Page:
Another new comer at dinner yesterday was a Monsieur Saudri, an agent for the Portuguese, a sort of interpreter. He gave an account of the state of the Portuguese provinces. Some are recovering fast, it seems, Coimbra particularly, but many are still in great distress.
Yesterday was the last day of a sort of carnival here. We had fools, and pantaloons, and straw bulls, &c., and masks walking about the streets—much noise but no great magnificence. I saw poor pantaloon fall in earnest when throwing his sword after a soldier, and he could scarcely get up again.
A general order has just been issued for all the officers to apply for tents for the next campaign. I must do the same, I suppose, and try that sort of life, which in dry weather may be well enough, but bad work if as it was last year, when the little bed-legs sunk in mud up to the mattress, and the blankets got quite muddy!

Short task a: Name the things the passage says were seen in the streets on the last day of the carnival.

Records provided:
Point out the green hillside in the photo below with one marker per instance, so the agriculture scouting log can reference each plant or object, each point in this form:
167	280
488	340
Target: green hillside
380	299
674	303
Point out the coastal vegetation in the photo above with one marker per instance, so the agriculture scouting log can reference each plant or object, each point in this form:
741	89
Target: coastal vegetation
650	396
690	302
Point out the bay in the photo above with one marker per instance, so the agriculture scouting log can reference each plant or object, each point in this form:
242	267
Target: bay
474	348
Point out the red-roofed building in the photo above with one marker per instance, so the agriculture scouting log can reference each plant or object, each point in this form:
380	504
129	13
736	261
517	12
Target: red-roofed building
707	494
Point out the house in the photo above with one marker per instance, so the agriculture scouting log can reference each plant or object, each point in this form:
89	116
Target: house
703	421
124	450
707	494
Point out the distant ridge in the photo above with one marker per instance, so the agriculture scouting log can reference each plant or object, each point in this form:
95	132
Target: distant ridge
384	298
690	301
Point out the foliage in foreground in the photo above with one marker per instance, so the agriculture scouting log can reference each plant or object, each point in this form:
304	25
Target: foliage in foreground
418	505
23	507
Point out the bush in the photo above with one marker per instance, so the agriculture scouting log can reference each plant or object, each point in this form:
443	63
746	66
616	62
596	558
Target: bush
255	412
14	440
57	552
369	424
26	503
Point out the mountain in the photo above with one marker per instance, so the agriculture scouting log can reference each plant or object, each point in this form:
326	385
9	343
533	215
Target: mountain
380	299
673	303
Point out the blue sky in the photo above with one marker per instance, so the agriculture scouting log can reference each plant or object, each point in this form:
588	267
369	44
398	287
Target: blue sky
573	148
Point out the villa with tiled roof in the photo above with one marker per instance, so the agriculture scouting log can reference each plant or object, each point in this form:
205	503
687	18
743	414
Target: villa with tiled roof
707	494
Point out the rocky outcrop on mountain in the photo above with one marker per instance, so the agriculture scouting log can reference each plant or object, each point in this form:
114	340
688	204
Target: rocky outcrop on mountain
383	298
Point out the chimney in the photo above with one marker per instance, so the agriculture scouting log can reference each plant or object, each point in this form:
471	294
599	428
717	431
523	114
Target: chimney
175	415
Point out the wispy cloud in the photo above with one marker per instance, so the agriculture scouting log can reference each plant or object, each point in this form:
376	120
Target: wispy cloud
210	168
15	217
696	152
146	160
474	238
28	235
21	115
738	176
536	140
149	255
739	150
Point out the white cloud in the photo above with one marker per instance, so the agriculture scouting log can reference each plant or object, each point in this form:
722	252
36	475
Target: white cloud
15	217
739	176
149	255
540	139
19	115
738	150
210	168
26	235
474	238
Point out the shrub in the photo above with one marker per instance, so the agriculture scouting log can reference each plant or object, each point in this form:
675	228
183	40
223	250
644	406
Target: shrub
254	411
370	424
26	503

Short task b: Return every line of the records that contains the word "green".

Output a: Fools, pantaloons, straw bulls, masks

Output b:
Point out the green hillside in the photo below with one marker per instance, so the agriculture scouting log can reference each plant or object, each point in this form:
Target: green hillside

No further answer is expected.